PROVIDED DATA.
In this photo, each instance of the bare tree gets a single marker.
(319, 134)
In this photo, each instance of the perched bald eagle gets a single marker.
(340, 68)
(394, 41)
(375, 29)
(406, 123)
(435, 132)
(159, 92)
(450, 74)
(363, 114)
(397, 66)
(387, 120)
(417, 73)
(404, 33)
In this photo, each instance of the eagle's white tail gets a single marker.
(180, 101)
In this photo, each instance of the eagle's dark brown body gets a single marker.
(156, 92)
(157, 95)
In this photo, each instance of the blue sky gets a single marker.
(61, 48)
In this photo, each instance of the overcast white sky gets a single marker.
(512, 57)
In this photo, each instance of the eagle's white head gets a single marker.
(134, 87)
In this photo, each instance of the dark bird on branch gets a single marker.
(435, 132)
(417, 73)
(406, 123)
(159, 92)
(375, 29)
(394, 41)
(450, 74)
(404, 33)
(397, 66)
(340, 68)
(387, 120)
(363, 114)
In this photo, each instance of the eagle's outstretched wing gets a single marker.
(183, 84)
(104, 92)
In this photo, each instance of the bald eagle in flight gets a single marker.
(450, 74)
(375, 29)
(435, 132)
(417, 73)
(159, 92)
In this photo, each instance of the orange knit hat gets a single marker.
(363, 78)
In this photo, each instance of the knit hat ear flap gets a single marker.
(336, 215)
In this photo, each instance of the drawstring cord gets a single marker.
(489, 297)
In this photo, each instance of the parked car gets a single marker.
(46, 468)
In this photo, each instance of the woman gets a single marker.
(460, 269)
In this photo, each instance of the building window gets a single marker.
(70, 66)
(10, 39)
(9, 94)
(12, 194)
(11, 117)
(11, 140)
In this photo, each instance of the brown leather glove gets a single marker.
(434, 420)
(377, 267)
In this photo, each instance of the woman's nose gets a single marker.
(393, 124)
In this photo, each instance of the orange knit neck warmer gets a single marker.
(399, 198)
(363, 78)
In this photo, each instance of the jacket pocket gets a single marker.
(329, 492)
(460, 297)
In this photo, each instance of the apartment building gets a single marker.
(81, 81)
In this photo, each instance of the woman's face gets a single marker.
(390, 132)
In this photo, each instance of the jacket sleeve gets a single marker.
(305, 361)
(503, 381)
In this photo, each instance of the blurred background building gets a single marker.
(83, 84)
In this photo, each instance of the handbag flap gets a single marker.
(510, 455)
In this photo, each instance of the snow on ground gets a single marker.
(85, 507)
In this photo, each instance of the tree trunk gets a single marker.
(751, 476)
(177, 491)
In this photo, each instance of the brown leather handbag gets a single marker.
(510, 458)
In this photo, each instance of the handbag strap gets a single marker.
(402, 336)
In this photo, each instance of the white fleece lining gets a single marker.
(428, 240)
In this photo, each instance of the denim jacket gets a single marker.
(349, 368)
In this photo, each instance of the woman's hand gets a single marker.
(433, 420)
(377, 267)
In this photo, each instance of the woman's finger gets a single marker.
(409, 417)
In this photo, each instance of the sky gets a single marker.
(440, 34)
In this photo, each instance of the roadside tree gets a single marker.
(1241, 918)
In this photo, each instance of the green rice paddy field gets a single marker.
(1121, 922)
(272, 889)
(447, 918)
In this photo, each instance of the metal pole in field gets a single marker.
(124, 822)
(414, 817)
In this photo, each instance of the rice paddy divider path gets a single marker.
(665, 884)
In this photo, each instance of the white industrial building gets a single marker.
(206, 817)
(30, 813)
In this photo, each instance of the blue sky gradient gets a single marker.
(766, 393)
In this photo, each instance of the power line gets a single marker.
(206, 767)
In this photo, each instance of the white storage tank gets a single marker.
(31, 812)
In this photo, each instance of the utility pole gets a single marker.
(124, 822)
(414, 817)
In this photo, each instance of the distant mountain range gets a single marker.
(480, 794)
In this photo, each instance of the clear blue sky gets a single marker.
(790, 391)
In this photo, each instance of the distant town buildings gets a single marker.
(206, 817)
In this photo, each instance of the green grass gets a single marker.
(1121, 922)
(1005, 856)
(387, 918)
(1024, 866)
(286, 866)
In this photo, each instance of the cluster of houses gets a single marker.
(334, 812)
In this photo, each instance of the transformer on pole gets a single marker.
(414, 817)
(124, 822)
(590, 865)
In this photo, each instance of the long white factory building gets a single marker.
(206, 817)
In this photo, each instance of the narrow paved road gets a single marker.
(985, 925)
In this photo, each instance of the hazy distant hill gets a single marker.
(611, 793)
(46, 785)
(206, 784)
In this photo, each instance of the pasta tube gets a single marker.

TASK TO CARRY OUT. Write the listing out again, exactly as shown above.

EXERCISE RESPONSE.
In this photo, each instance of the bare tree gets a single marker.
(319, 134)
In this photo, each instance of the perched bald eagle gets a single marker.
(340, 68)
(394, 41)
(375, 29)
(406, 123)
(435, 132)
(159, 92)
(450, 74)
(363, 114)
(397, 66)
(387, 120)
(417, 73)
(404, 33)
In this photo, each instance of the eagle's white tail gets a single marker.
(180, 101)
In this photo, each instance of the eagle's dark brown body gets a single marker.
(156, 92)
(157, 95)
In this photo, each instance of the blue sky gets a single marker.
(61, 48)
In this photo, each instance of the overcast white sky gets a single marker.
(512, 57)
In this photo, each instance of the eagle's white head gets a single marker.
(134, 87)
In this photo, each instance of the dark bird on branch gets a single marker.
(435, 132)
(417, 73)
(406, 123)
(159, 92)
(375, 29)
(394, 41)
(450, 74)
(404, 33)
(397, 66)
(340, 68)
(387, 120)
(363, 114)
In this photo, each instance of the eagle's outstretched wing gets a single marker.
(183, 84)
(104, 92)
In this photo, each instance of the bald eagle in flight gets a single marker.
(450, 74)
(375, 29)
(435, 132)
(417, 73)
(159, 92)
In this photo, each instance of the orange knit hat gets a single marker.
(363, 78)
In this photo, each instance of the knit hat ear flap gets a single marker.
(336, 215)
In this photo, each instance of the drawstring cord gets a single marker.
(489, 297)
In this photo, each instance of the parked car gets a single marker.
(46, 468)
In this photo, each instance of the woman gets a single marker.
(460, 269)
In this photo, each instance of the building window gets a single marker.
(70, 66)
(10, 39)
(9, 94)
(12, 194)
(11, 117)
(11, 140)
In this photo, each instance of the brown leather glove gets a single marker.
(434, 420)
(377, 267)
In this photo, each instance of the woman's nose gets a single marker.
(393, 124)
In this photo, each instance of the orange knit neck warmer gets a single marker.
(399, 198)
(363, 78)
In this photo, each instance of the jacket pocket gets a single marker.
(329, 492)
(460, 297)
In this photo, each instance of the apartment building gets a single marker.
(81, 81)
In this photo, each instance of the woman's face gets a single marker.
(390, 132)
In this photo, each instance of the jacket sleeve gets a single marker.
(305, 361)
(503, 381)
In this photo, each instance of the blurred background building gets a single marker.
(83, 84)
In this photo, each instance of the handbag flap gets a single marker.
(510, 455)
In this photo, each instance of the snow on ground gets a single marker.
(85, 507)
In this photo, each instance of the tree trunk gets a single marker.
(751, 476)
(177, 491)
In this photo, each instance of the brown leather handbag gets a single marker.
(510, 458)
In this photo, each instance of the handbag strap gets a single marker.
(402, 336)
In this photo, each instance of the white fleece lining gets a single marker.
(428, 240)
In this photo, each instance of the denim jacket gets a single marker.
(349, 368)
In this photo, each instance of the woman's hand gets a single marker.
(433, 420)
(377, 267)
In this photo, each instance of the woman's finger gets a single marker.
(409, 417)
In this photo, each instance of the sky gets a single marker.
(440, 34)
In this photo, each instance of the roadside tree gets a single marker.
(1241, 918)
In this photo, each instance of the green rice paddy field gets a single marker.
(1121, 922)
(272, 889)
(447, 918)
In this photo, each instance of the metal pole in field gets a single marker.
(124, 822)
(414, 817)
In this photo, each instance of the rice paddy divider path gets a single marker.
(665, 884)
In this photo, each instance of the white industrial building gets a single marker.
(206, 817)
(30, 813)
In this photo, each instance of the blue sky gradient gets a single marker.
(766, 393)
In this photo, each instance of the power line gets a single marker.
(206, 767)
In this photo, each instance of the white storage tank gets a single marker.
(31, 812)
In this photo, each instance of the utility pole gets a single marker.
(124, 822)
(414, 817)
In this photo, each instance of the distant mountain range gets a single marker.
(480, 794)
In this photo, each instance of the clear blue sky gets a single marker.
(790, 391)
In this photo, each instance of the distant town buildings gets a single marker.
(206, 817)
In this photo, each instance of the green grass gets a single marker.
(1121, 922)
(1005, 856)
(387, 918)
(1024, 866)
(286, 866)
In this photo, each instance of the cluster of houses gets a single marker.
(334, 812)
In this photo, each instance of the transformer on pole gets a single marker.
(414, 817)
(124, 822)
(590, 865)
In this photo, each instance of the long white factory building gets a single marker.
(206, 817)
In this photo, each instance of the narrow paved road gets a single marker.
(985, 925)
In this photo, each instance of the hazy distant hill gets a single marker.
(611, 793)
(46, 785)
(206, 784)
In this photo, each instance of the pasta tube gets a single marker.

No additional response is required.